-- Written request A --
Retype the stretch of the Xbox Series X article from "At the same" through "would come together.".
-- Written request B --
According to the Xbox Series X article, what codename was the console known by before Microsoft announced its new name?

-- Passage given --
--*--

Microsoft revealed the Xbox Series X at the end of last week, showing off its unusual name and similarly unexpected design. The console looks like a tall, long and rectangular box, though it can also be rested on its side.
Both the design and the name prompted questions about why Microsoft made the decisions that it did. And now the company has revealed some of the thinking behind the new console, in an interview with Xbox boss Phil Spencer published on website Gamespot.
The new console was designed to allow it to be very powerful without making too much sound from its fans or other components, Mr Spencer said.
"There's always this tension between design and the kind of acoustics and cooling and function of the console," he told Gamespot. "And we were not going to compromise on function. I'm just incredibly impressed with the design that they came back with."
Mr Spencer – who is already using the new console in his home – claimed that the Xbox Series X would be no louder than the existing Xbox One.
At the same reveal event, Microsoft also announced the new name. Until that point, it had been known only under the codename Project Scarlett.
The company has used the letter "X" heavily in other branding around the console: not only in the name Xbox, but also in the Xbox One X and Project xCloud, its streaming gaming service. But the Xbox Series X is notable in just how much it relies on the letter, as well as the fact it is not immediately distinct from the previous console.
Microsoft had said before that the console's name would be some indication of what it can do. Xbox One, for instance, may have seemed unclear but was supposed to reference the fact that it was intended as the one place that all of your various media would come together.
Mr Spencer did not elaborate on how the new name fulfilled that aim, or anything more about how it had been chosen. But various people have suggested that the name could be complicated so as to allow for different versions of the console to come along the in future, in the same mode as the Xbox One S and Xbox One X.
Xbox suggested that could happen – but did not confirm that was the entire thinking behind the name.
"Obviously in the name 'Series X', it gives us freedom to do other things with that name so that we can create descriptors when we need to," Mr Spencer said.

--*--

(Data items)
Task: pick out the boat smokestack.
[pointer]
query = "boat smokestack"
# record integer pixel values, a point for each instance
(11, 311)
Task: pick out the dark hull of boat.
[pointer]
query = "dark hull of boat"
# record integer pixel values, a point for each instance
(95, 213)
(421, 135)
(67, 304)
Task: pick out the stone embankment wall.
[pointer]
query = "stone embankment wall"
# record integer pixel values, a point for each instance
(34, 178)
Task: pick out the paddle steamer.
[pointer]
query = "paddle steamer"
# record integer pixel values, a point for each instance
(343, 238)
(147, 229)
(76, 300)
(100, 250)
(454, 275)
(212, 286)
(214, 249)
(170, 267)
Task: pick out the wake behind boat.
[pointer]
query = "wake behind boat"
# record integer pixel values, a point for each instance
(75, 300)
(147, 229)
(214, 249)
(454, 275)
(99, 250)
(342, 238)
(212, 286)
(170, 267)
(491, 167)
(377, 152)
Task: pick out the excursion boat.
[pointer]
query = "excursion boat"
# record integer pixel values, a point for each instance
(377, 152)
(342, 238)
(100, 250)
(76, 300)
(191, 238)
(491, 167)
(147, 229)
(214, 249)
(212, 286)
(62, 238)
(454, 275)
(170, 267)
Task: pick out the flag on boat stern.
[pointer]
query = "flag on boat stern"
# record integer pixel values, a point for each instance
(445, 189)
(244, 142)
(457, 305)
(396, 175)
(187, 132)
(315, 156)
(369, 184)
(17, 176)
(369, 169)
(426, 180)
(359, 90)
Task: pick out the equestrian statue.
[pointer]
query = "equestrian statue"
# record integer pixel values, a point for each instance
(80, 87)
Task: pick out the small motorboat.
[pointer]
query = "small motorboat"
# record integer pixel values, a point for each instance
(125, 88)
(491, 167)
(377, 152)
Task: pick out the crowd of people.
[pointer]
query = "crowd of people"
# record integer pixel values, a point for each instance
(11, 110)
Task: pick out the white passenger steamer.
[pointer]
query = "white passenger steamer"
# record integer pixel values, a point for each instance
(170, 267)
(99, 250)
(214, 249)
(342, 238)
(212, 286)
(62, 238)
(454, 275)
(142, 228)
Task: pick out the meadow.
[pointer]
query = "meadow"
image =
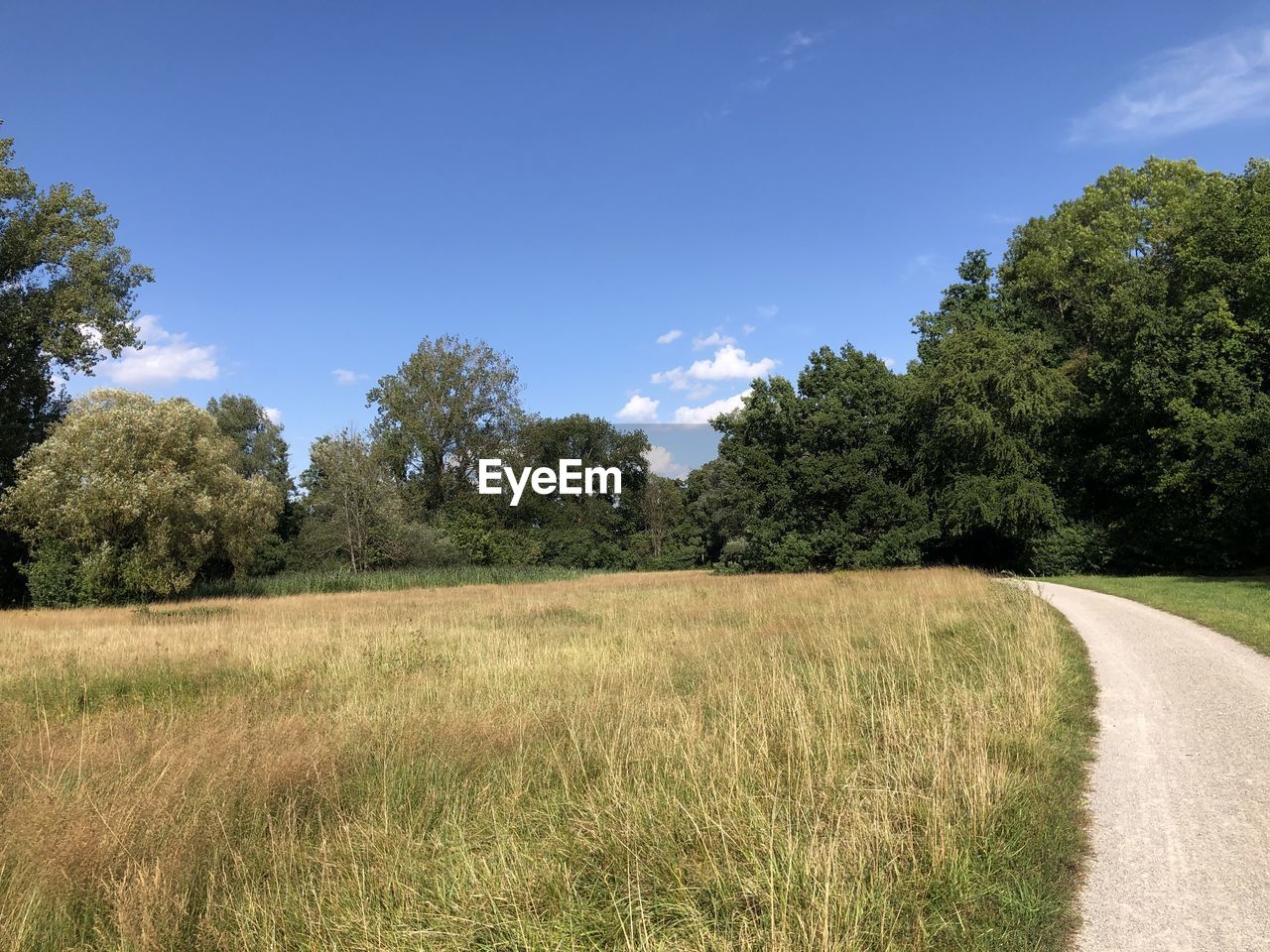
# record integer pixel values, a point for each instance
(866, 761)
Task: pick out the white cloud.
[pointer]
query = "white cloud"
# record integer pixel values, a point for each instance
(164, 359)
(662, 462)
(919, 264)
(703, 414)
(798, 40)
(1209, 82)
(639, 409)
(715, 339)
(729, 362)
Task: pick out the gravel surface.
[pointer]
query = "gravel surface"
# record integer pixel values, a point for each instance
(1180, 787)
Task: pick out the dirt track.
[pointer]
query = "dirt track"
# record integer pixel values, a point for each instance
(1180, 787)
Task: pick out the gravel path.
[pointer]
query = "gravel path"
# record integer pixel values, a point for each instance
(1180, 787)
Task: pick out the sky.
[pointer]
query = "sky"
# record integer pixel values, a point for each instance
(643, 204)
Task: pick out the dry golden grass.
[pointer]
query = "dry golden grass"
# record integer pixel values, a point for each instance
(649, 762)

--*--

-- Full answer A --
At the same reveal event, Microsoft also announced the new name. Until that point, it had been known only under the codename Project Scarlett.
The company has used the letter "X" heavily in other branding around the console: not only in the name Xbox, but also in the Xbox One X and Project xCloud, its streaming gaming service. But the Xbox Series X is notable in just how much it relies on the letter, as well as the fact it is not immediately distinct from the previous console.
Microsoft had said before that the console's name would be some indication of what it can do. Xbox One, for instance, may have seemed unclear but was supposed to reference the fact that it was intended as the one place that all of your various media would come together.

-- Full answer B --
Project Scarlett